• ИСХОДНЫЙ ТЕКСТ
┌────────
Джордж Стефенсон родился в маленькой, нищей шахтерской деревушке под Ньюкаслом. Мало сказать, что он, вынужденный работать с раннего детства, не был образован – он и читать/писать-то научился только лет в 18. Пределом его честолюбивых мечтаний была должность надсмотрщика над паровым насосом, откачивающим грунтовые воды из шахты. И уже в семнадцать смышленый паренек мечту свою осуществил – он встал «при машине»!
Оказалось, что Джордж был изобретателем – есть такая редкая порода людей. Он все время пытался усовершенствовать свою машину, но выпрошенные у инженера ее чертежи остались для него совершенно непонятными. И он понял – надо учиться, учиться во что бы то ни стало, как бы тяжко ни приходилось. После каждой двенадцати-четырнадцатичасовой смены он шел в соседнюю деревню, где объявился школьный учитель. Прошла зима — и тот уже ничего больше не мог дать своему необычному ученику. Теперь, умея читать и писать и ознакомившись с начатками арифметики, молодой грамотей мог идти дальше уже путем самообразования.
└────────
• МАТЕРИАЛ ЗАДАНИЙ
┌────────
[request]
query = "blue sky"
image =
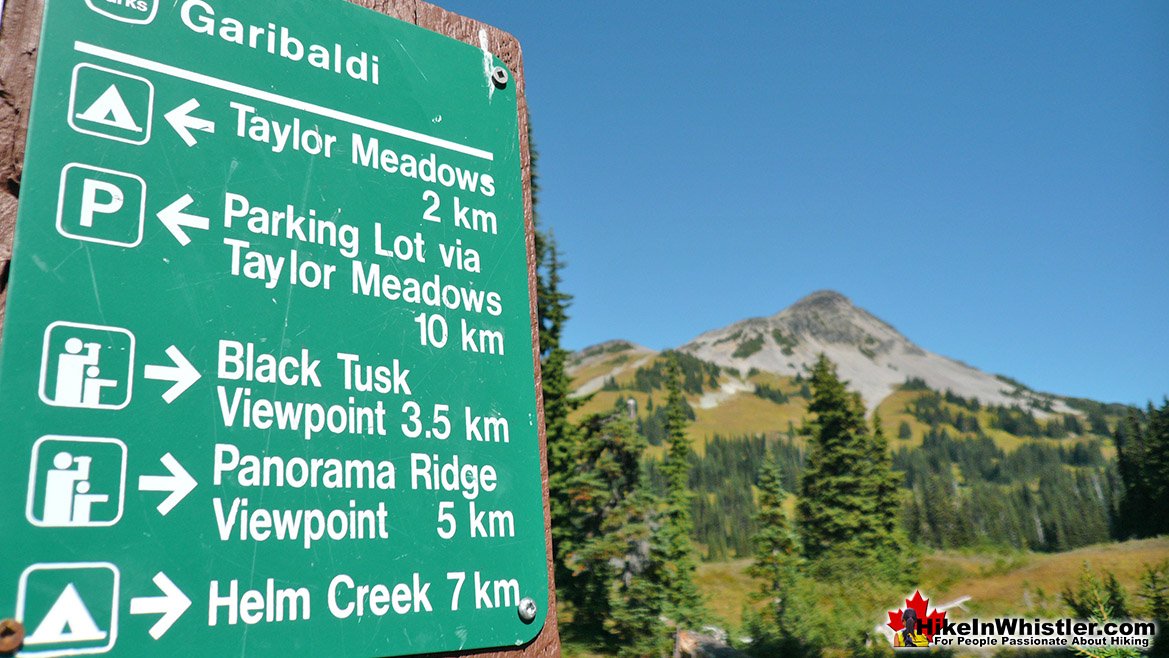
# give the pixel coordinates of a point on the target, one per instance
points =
(989, 178)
└────────
• ЗАДАНИЯ
1. Изложите короче абзац текста о Джордже Стефенсоне, начинающийся словами «Оказалось, что Джордж был изобретателем», сохранив его основные факты.
2. Продолжите текст о Джордже Стефенсоне, начиная сразу после его последнего предложения.

• ОТВЕТЫ
1. Джордж оказался изобретателем и постоянно стремился усовершенствовать свою машину, однако чертежи, выпрошенные у инженера, остались ему непонятны. Осознав, что учиться необходимо, он после каждой двенадцати-четырнадцатичасовой смены ходил к школьному учителю в соседнюю деревню. Уже через зиму учитель ничего больше не мог ему дать. Освоив чтение, письмо и начатки арифметики, юноша продолжил образование самостоятельно.

2.
Но нужные ему книги – денег стоят, и Джордж принялся подрабатывать сапожным ремеслом. И вот однажды ему в починку принесли такие крохотные башмачки, что мастер не выдержал и пошел сам отдавать свою работу. Юная «золушка» оказалась прелестной девушкой, работницей с соседней фермы. Так они и познакомились – а там и обвенчались. Они оказались чудесной парой, и вскоре у них появился сын – Роберт. Но через несколько лет Фанни, его подруга и истинный ангел-хранитель, внезапно и скоропостижно умерла. Горю Джорджа не было предела, он погрузился в глубокую депрессию и впервые бросил все свои дела…
Шахтное начальство заметило техническую «жилку» рабочего парня и его стали приставлять к самым разным механизмам – вскоре Джорджу для ремонта, сборки-разборки машин не нужно было звать инженера. Он уже пробовал давать инженерам советы как лучше обустроить механизмы – его не слушали, его высокомерно третировали, пока не выяснялось, что безвестный «работяга» всегда был прав. Слава о талантливом механике разносилась все шире, и к нему стали обращаться хозяева шахт со всей округи – наладить, отремонтировать, дать совет. Джордж мог уже не думать о хлебе насущном на каждый день.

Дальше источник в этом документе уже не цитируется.